**Dataset records**

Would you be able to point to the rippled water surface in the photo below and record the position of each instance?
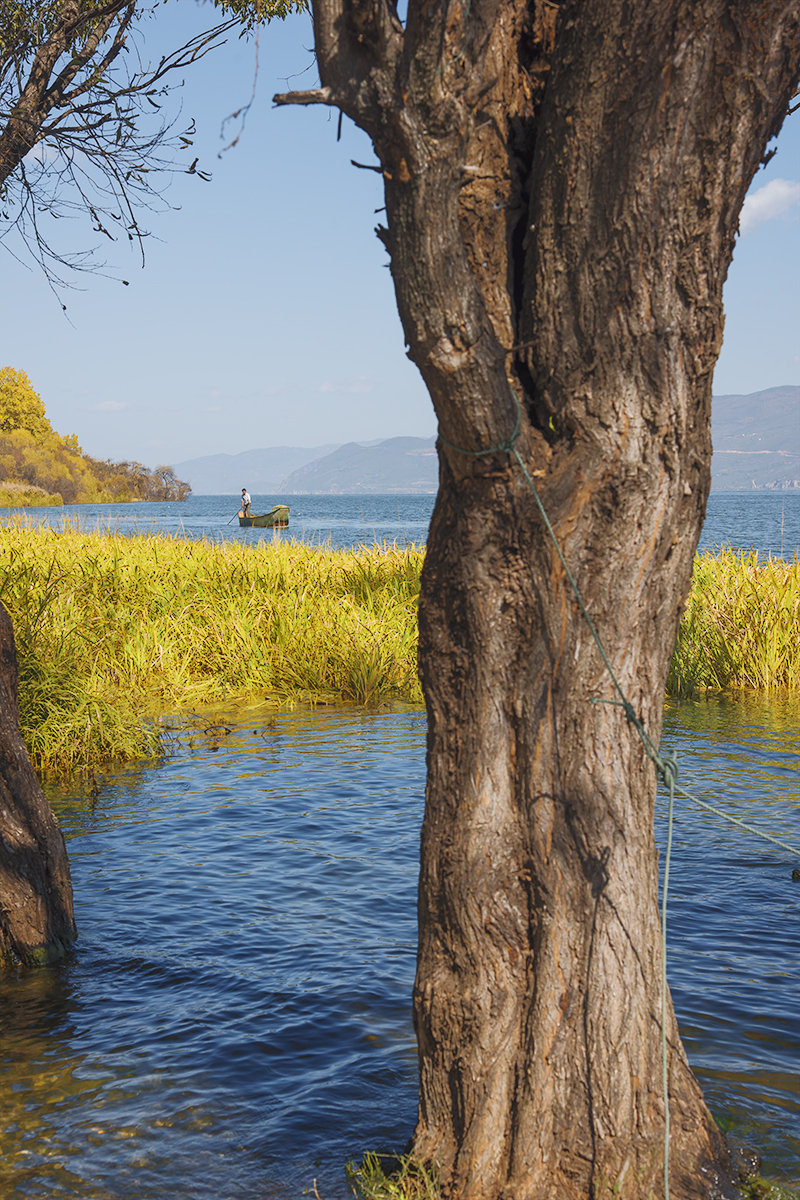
(767, 521)
(235, 1021)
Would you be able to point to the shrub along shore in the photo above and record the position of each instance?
(113, 630)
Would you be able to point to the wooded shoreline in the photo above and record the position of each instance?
(113, 631)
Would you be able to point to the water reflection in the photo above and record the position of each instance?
(735, 916)
(235, 1018)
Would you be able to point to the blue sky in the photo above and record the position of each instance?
(265, 313)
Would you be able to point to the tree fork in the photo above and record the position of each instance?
(563, 187)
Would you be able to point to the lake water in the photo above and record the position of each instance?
(769, 521)
(234, 1023)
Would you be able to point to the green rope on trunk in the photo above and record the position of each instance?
(666, 765)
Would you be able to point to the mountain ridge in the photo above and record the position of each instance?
(756, 445)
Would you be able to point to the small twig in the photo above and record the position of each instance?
(313, 96)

**Work to be completed**
Rewrite all the items with "record the position" replaced by "note the location" everywhere and every other word kept the same. Leave out the pictures.

**Written answer**
Would you be able to point to the rippled water surface in the photo below and note the location of each instance?
(767, 521)
(235, 1021)
Would you be able to point to the shrub along shore in the photo above and note the location of each instance?
(113, 630)
Would you be able to point to the wooded shoreline in the photo above and note the location of each instance?
(113, 631)
Would you be able to point to the water reflection in the photo above and note the location of each instance?
(735, 916)
(235, 1018)
Would you be able to point to the blue sky in the photo above and note the location of each instance?
(265, 313)
Would you be able to point to the tree fork in the photo above and note the location of each instance?
(563, 187)
Would you be able to point to the lake water in the photo above and note the location of each instance?
(769, 521)
(234, 1023)
Would you be able to point to the green rope on trunk in the photo above and note the location of each instance?
(666, 765)
Would you be able to point to the mountain ridge in the photo above and note the location of each instance?
(756, 445)
Would you be able to point to the small twig in the photo above and note the location of each instance?
(313, 96)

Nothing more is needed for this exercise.